The expected result is a word-for-word copy of the entries, minus any pictures.

Image-grounded pointing data
>>>>

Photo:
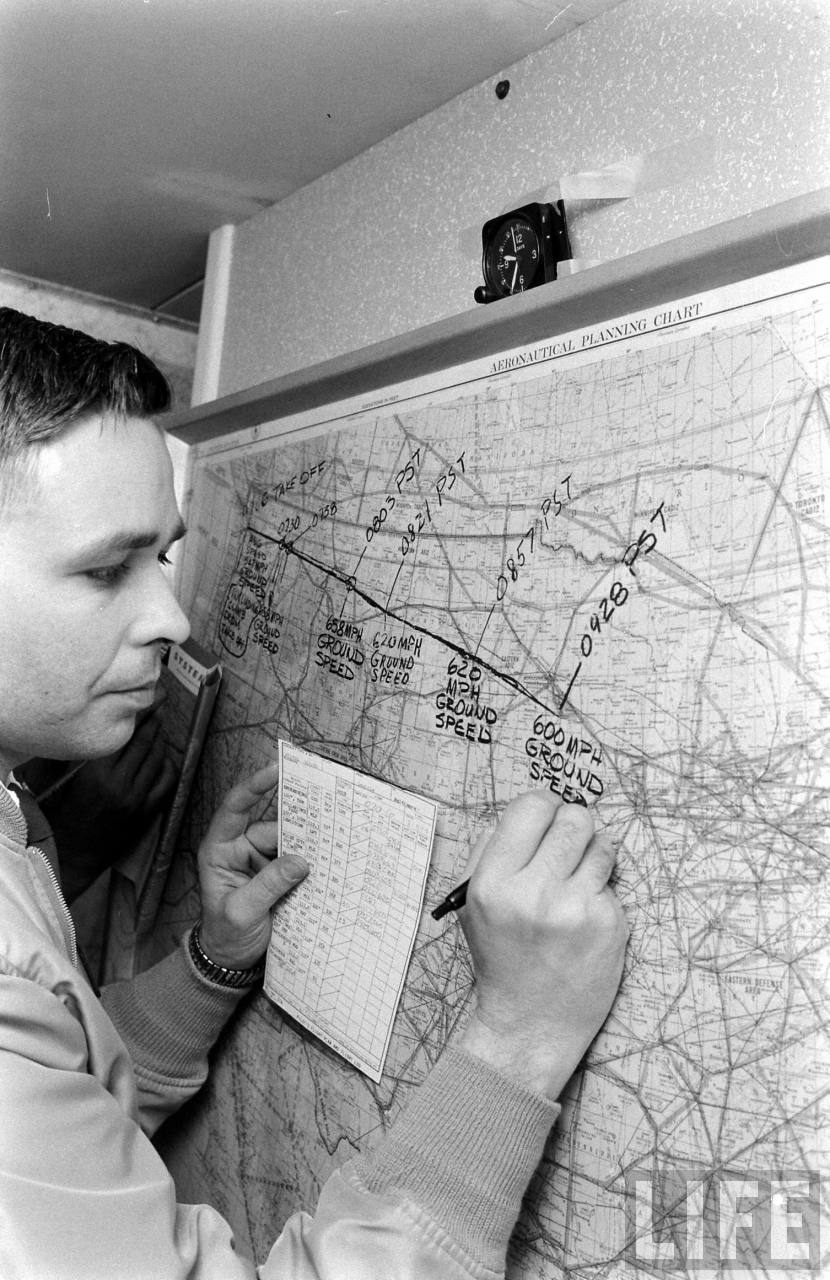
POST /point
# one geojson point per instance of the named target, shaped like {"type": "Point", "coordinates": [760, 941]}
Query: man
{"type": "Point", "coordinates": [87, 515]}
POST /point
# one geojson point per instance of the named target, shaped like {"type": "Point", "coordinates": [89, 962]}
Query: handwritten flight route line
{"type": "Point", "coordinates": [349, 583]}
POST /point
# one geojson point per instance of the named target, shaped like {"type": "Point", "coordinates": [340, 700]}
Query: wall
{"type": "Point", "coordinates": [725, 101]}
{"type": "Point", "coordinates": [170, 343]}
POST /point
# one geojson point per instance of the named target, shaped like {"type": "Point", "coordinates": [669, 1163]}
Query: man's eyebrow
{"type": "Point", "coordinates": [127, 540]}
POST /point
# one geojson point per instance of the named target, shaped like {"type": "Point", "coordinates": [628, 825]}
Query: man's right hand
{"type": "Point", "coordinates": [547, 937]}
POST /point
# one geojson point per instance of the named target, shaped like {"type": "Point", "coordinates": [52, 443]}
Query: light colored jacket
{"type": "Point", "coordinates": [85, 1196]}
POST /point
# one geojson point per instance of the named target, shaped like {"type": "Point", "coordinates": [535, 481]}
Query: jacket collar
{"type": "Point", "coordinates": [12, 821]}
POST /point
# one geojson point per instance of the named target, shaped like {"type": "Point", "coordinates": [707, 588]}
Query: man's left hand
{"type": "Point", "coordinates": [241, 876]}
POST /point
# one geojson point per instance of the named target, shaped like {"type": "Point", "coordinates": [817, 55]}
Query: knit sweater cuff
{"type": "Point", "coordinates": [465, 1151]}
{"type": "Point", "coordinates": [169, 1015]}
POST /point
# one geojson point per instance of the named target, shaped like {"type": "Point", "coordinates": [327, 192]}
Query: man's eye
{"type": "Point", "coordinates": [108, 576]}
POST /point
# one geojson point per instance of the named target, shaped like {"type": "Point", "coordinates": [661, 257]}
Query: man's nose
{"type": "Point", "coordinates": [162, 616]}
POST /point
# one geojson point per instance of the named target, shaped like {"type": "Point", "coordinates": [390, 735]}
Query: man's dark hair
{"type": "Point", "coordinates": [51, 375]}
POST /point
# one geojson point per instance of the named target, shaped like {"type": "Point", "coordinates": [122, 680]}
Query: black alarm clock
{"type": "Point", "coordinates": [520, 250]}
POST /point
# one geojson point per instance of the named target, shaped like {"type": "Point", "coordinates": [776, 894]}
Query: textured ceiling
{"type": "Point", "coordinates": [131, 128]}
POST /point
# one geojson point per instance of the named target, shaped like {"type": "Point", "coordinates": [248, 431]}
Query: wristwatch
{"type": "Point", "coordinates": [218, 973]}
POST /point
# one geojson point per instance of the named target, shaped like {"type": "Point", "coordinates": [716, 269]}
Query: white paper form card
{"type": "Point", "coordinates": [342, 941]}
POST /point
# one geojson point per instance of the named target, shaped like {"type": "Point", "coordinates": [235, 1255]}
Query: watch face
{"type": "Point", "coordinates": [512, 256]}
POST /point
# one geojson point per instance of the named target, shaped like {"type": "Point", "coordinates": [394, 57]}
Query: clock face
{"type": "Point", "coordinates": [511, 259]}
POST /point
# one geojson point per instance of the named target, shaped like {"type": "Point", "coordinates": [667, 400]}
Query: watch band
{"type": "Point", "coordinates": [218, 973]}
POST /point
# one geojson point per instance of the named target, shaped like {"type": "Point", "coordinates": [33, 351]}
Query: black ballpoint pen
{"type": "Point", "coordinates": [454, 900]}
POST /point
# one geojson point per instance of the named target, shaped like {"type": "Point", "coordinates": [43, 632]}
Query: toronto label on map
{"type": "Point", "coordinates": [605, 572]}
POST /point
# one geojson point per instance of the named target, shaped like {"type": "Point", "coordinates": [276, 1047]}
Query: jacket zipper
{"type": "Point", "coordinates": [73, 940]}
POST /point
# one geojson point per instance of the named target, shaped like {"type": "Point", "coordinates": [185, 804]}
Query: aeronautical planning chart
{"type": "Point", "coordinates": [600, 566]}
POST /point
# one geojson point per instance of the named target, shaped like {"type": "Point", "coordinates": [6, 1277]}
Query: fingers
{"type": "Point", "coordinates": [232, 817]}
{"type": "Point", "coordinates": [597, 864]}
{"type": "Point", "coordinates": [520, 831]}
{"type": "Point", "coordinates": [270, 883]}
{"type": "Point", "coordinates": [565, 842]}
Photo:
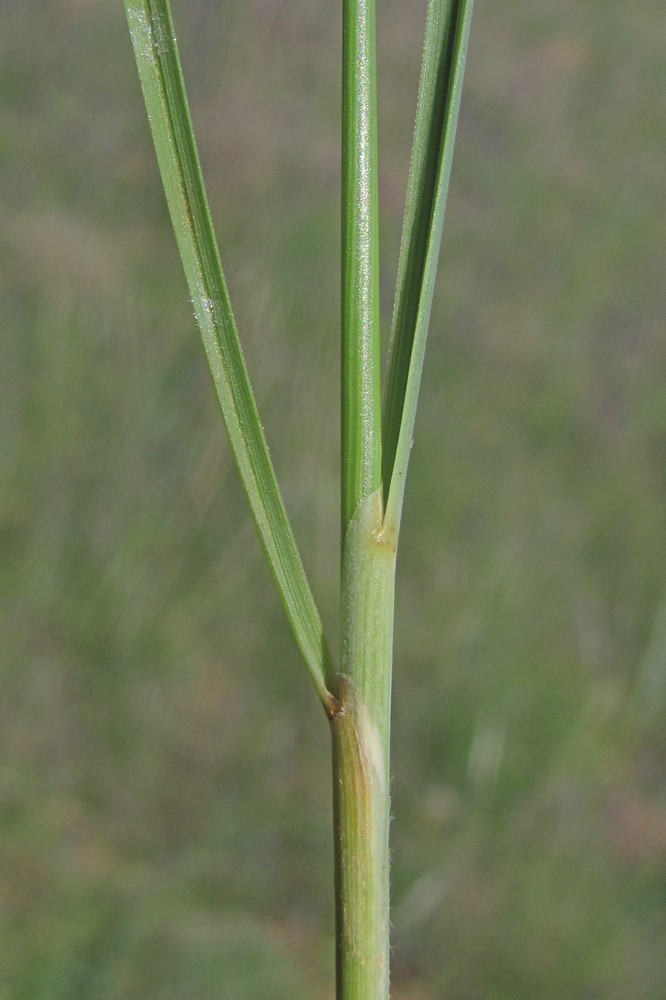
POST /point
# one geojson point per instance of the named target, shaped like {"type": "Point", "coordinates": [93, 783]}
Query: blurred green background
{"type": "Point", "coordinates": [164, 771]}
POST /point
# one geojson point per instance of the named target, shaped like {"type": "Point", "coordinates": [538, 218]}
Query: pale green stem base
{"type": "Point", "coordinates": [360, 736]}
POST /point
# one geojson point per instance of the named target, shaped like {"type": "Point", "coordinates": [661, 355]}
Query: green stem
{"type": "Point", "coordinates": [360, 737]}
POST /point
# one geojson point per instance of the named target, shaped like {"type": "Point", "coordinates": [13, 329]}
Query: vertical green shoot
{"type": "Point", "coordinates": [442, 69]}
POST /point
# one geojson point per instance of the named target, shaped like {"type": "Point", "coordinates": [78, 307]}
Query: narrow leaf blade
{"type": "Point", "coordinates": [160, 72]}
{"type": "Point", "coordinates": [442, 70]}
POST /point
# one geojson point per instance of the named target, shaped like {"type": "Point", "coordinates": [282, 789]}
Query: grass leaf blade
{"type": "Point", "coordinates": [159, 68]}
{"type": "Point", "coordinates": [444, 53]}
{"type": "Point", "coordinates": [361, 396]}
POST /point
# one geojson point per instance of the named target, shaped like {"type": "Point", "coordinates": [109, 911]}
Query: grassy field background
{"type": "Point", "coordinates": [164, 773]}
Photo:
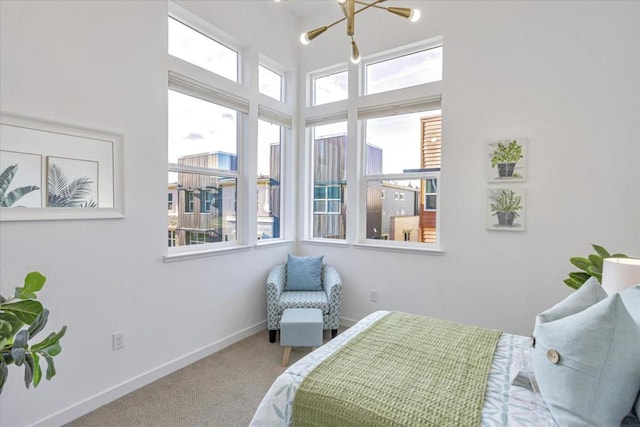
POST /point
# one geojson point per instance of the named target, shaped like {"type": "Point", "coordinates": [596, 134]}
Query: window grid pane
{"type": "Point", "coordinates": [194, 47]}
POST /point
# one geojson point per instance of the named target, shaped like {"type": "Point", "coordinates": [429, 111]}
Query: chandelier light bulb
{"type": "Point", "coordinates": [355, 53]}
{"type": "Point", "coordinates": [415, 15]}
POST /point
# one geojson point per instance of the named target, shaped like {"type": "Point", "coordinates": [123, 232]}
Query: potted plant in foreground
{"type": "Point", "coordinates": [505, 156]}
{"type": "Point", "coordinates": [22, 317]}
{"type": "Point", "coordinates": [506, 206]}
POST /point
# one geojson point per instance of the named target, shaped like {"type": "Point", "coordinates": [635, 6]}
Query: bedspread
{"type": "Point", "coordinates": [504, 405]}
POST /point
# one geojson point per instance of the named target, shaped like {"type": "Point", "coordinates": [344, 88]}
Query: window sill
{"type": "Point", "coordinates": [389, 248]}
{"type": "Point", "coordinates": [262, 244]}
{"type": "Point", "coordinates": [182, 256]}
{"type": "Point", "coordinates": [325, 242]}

<<<<

__Task response__.
Photo:
POST /point
# one geojson point per instance of the named target, shaped like {"type": "Point", "coordinates": [760, 941]}
Query: man
{"type": "Point", "coordinates": [87, 515]}
POST /point
# one geojson point per instance of the named target, shaped like {"type": "Point", "coordinates": [89, 962]}
Query: handwritten flight route line
{"type": "Point", "coordinates": [349, 583]}
POST /point
# one geojson point per instance of the named target, shaped like {"type": "Point", "coordinates": [340, 700]}
Query: wall
{"type": "Point", "coordinates": [725, 101]}
{"type": "Point", "coordinates": [170, 343]}
POST /point
# one geojson point per instance of the named target, shaped like {"type": "Point", "coordinates": [669, 1163]}
Query: man's eyebrow
{"type": "Point", "coordinates": [127, 540]}
POST /point
# one geojson point per instance of the named target, shaped like {"type": "Point", "coordinates": [628, 825]}
Query: man's right hand
{"type": "Point", "coordinates": [547, 937]}
POST /point
# one geojson point per instance of the named target, shaped like {"type": "Point", "coordinates": [52, 443]}
Query: light colored jacket
{"type": "Point", "coordinates": [85, 1196]}
POST /point
# one geojson point per instance of the named target, shaped like {"type": "Point", "coordinates": [535, 481]}
Query: jacket collar
{"type": "Point", "coordinates": [12, 821]}
POST /point
# one geojson point per instance of the named target, shaped like {"type": "Point", "coordinates": [707, 588]}
Query: man's left hand
{"type": "Point", "coordinates": [241, 876]}
POST /point
# one geojson point per instance of the named target, shaped like {"type": "Point", "coordinates": [817, 55]}
Query: knit sweater cuff
{"type": "Point", "coordinates": [465, 1151]}
{"type": "Point", "coordinates": [169, 1015]}
POST /point
# one geojson point per instance of the named target, shaped like {"type": "Point", "coordinates": [327, 192]}
Query: man's eye
{"type": "Point", "coordinates": [108, 576]}
POST /point
# one geojson point per instance of the named target, shaped like {"type": "Point", "coordinates": [661, 257]}
Query: man's nose
{"type": "Point", "coordinates": [162, 616]}
POST /point
# one geojson point per instance of the named target, shaped like {"type": "Point", "coordinates": [390, 735]}
Query: man's dark hair
{"type": "Point", "coordinates": [51, 375]}
POST /point
# one geojson point per instance of the named target, shaped like {"type": "Point", "coordinates": [122, 680]}
Query: black alarm clock
{"type": "Point", "coordinates": [520, 250]}
POST /point
# one geojson point per instance of the named target, shaped like {"type": "Point", "coordinates": [776, 894]}
Query: textured ceiling
{"type": "Point", "coordinates": [131, 128]}
POST /point
# one geojson point per instance of the named target, shaped like {"type": "Point", "coordinates": [248, 431]}
Query: wristwatch
{"type": "Point", "coordinates": [218, 973]}
POST /point
# one geojson point per instance of the named target, shaped like {"type": "Point", "coordinates": [716, 269]}
Query: white paper form card
{"type": "Point", "coordinates": [342, 941]}
POST /point
# one geojson point per instance of the named target, shaped like {"type": "Point", "coordinates": [235, 1255]}
Query: watch face
{"type": "Point", "coordinates": [512, 256]}
POST /point
# one geojson point per instance of the named target, shaped like {"type": "Point", "coordinates": [394, 57]}
Query: clock face
{"type": "Point", "coordinates": [511, 259]}
POST /point
# one geojson point per instance of the named target, shaped like {"type": "Point", "coordinates": [667, 400]}
Query: watch band
{"type": "Point", "coordinates": [218, 973]}
POST /point
# one geojson point per instance of the named target, shaped like {"type": "Point", "coordinates": [33, 351]}
Query: black ballpoint pen
{"type": "Point", "coordinates": [454, 900]}
POST /point
# one geojson point per instance of the named target, shaped like {"type": "Point", "coordinates": [43, 632]}
Query: toronto label on map
{"type": "Point", "coordinates": [605, 572]}
POST /point
# one geojson point per instance of the named target, shaped like {"type": "Point", "coordinates": [276, 1047]}
Query: jacket zipper
{"type": "Point", "coordinates": [73, 940]}
POST /point
# one geojson point per instance of the named target, shaped like {"type": "Point", "coordinates": [185, 804]}
Query: aeronautical planning chart
{"type": "Point", "coordinates": [600, 566]}
POST /point
# one geojson point per instance of the named target, shaped like {"type": "Point", "coordinates": [6, 1277]}
Query: fingers
{"type": "Point", "coordinates": [232, 817]}
{"type": "Point", "coordinates": [597, 864]}
{"type": "Point", "coordinates": [520, 831]}
{"type": "Point", "coordinates": [270, 883]}
{"type": "Point", "coordinates": [565, 842]}
Photo:
POST /point
# one geojson point per instance of the named target, shaped like {"type": "Point", "coordinates": [93, 783]}
Query: blurred green background
{"type": "Point", "coordinates": [164, 771]}
POST /point
# one geojson point per instance of the named target, shaped like {"type": "Point", "coordinates": [538, 218]}
Query: pale green stem base
{"type": "Point", "coordinates": [360, 736]}
POST /point
# one geojson point per instance of the named target, shaped like {"type": "Point", "coordinates": [661, 355]}
Query: green stem
{"type": "Point", "coordinates": [360, 737]}
POST /point
# one geojson point per instance of the named target, shaped like {"type": "Point", "coordinates": [13, 329]}
Query: vertical green shoot
{"type": "Point", "coordinates": [442, 69]}
POST /point
# one geojson point per instance of the named target, shaped like {"type": "Point", "coordinates": [78, 307]}
Query: narrow leaf blade
{"type": "Point", "coordinates": [160, 72]}
{"type": "Point", "coordinates": [442, 70]}
POST /point
# one geojson point per instance of the named target, shaped like {"type": "Point", "coordinates": [282, 789]}
Query: grass leaf blade
{"type": "Point", "coordinates": [159, 68]}
{"type": "Point", "coordinates": [444, 53]}
{"type": "Point", "coordinates": [361, 396]}
POST /point
# one geojson point per instance of the named target, shaped like {"type": "Point", "coordinates": [109, 911]}
Query: grassy field background
{"type": "Point", "coordinates": [164, 773]}
Photo:
POST /point
# one geojson point per instance of the named target, shaped like {"type": "Point", "coordinates": [596, 134]}
Query: window grid pane
{"type": "Point", "coordinates": [194, 47]}
POST /point
# one geojson point per instance of the named target, shaped like {"type": "Point", "coordinates": [429, 111]}
Query: chandelier light bulb
{"type": "Point", "coordinates": [355, 53]}
{"type": "Point", "coordinates": [415, 15]}
POST /point
# one geojson point per instance of the named target, shaped like {"type": "Point", "coordinates": [123, 232]}
Query: potted plant in foreground
{"type": "Point", "coordinates": [505, 156]}
{"type": "Point", "coordinates": [22, 317]}
{"type": "Point", "coordinates": [506, 206]}
POST /point
# one geojson point per instance of the named target, shaped like {"type": "Point", "coordinates": [635, 6]}
Query: bedspread
{"type": "Point", "coordinates": [504, 405]}
POST /point
# one geojson point per instance of the named target, shaped like {"type": "Point", "coordinates": [344, 88]}
Query: window sill
{"type": "Point", "coordinates": [389, 248]}
{"type": "Point", "coordinates": [262, 244]}
{"type": "Point", "coordinates": [182, 256]}
{"type": "Point", "coordinates": [325, 242]}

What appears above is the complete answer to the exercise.